TO MARGARET BABINGTON
17 March 1939
Dear Miss Babington,
Here, at last, is the complete Faustus, or rather The Devil to Pay, (how did you get along with the Dean?).1 I hope you will like the play; as you see, it is going to make greater demands on the production and stage management, but I feel sure Mr. Williams and Mr. Napier will manage to cope with it. I have tried, in the Preface, to explain something of what I wanted to do in this play, especially in the passage which deals with time and the problem of evil, pages 9 and 10.2 The bits of the play which I think most important, if you are thinking of quoting them in the Chronicle, are (1) The Judge’s speech on page 67,3 “All things God can do … . .”; (2) Mephistopheles’ speech on page 72,4 “I am the price that all things pay for being …”; and, perhaps, if there is room for it, part of the Pope’s speech on page 29,5 from “Hard it is, very hard”, to “so all damnation is.” Theologically speaking, these are the cardinal points of the play.
You will see from the cast list what we shall need: I propose to bring actors for the two Faustus’, Mephistopheles, Helen and the Judge. You will see, by the way, that we shall need a Lisa who can sing the little song, “Five silver fishes” on pages 32 and 33;6 I shall have to ask Mr. Knight7 to compose this as well as the recitatives and chorus at the end of the play, and also to suggest some sort of diabolical melody for Mephistopheles’ verse on page 58,8 “Jump little man”. I do not know how the play will work out for time, but I think really the easiest way is to print it as it stands without bothering about the cuts made in production, as this only creates confusion and holds up the printer. I shall be very glad if Mr. Goulden can give us, as he did before, page galleys with good wide margins at both sides and bottom, stamped together to form acting scripts; he will remember how this was done for Zeal.
With all good wishes to the Festival and yourself,
Yours very sincerely,
[Dorothy L. Sayers]
1 The Very Rev. Hewlett Johnson, Dean of Canterbury from 1931. He was known as “the Red Dean” because of his Marxist views.
2 pp. 25 and 27 in edition by Gollancz, 1939.
3 p. 100 in ed. cit.
4 p. 106 in ed. cit.
5 pp. 54–55 in ed. cit.
6 p. 58 in ed. cit.
7 Gerald H. Knight, the Cathedral Organist, who also composed the music for The Zeal of Thy House.
8 p. 102 in ed. cit.
The Robe of Faustus designed by Elizabeth Haffenden
Harcourt Williams who played Faustus
Costume for Mephistopheles designed by Elizabeth Haffenden
24 Great James Street
W.C.I
TO HER SON
22 March 1939
Dear John,
Well, you are a one! What with Hitler blowing off steam in Central Europe,1 and you busting your collar-bone2 at Malvern, and every possible agitation boiling up every five minutes about the play, and Canterbury screaming for the script of the new play there, and clergymen writing by every post imploring one to open bazaars at Penzance or South Shields – oh, gosh!

* [What to work on] Reproduce the passage from the Sayers letters above, starting with "4 p. 106 in" and going on through "of Thy House.".

* [Information given]
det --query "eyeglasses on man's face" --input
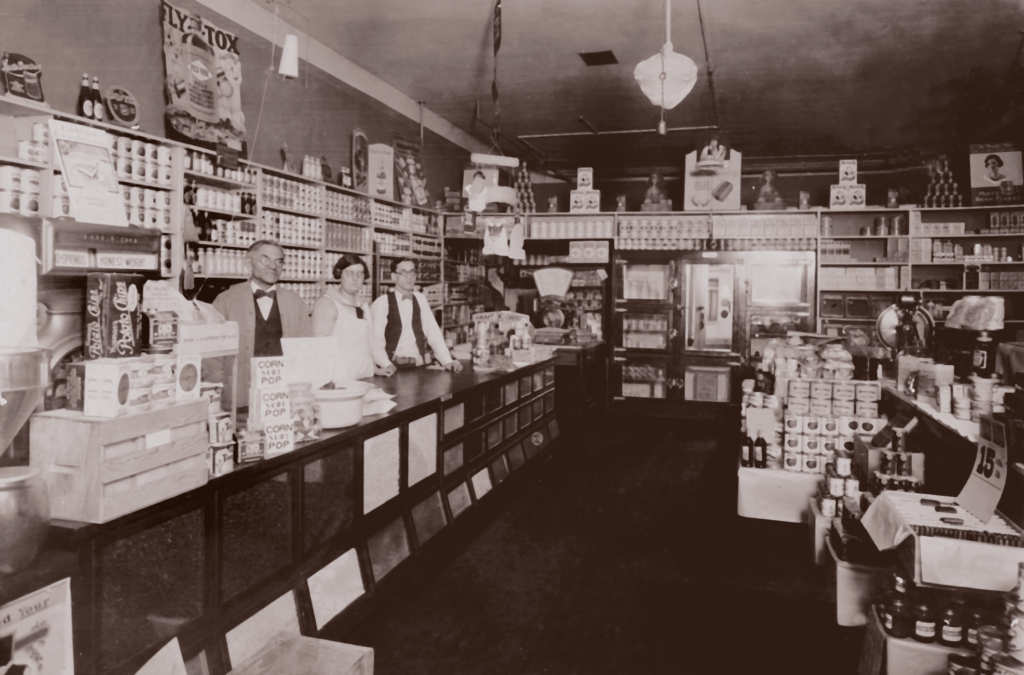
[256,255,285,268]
...
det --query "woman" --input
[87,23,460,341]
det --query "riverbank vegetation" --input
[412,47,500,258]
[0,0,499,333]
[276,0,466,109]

* [Complete output]
4 p. 106 in ed. cit.
5 pp. 54–55 in ed. cit.
6 p. 58 in ed. cit.
7 Gerald H. Knight, the Cathedral Organist, who also composed the music for The Zeal of Thy House.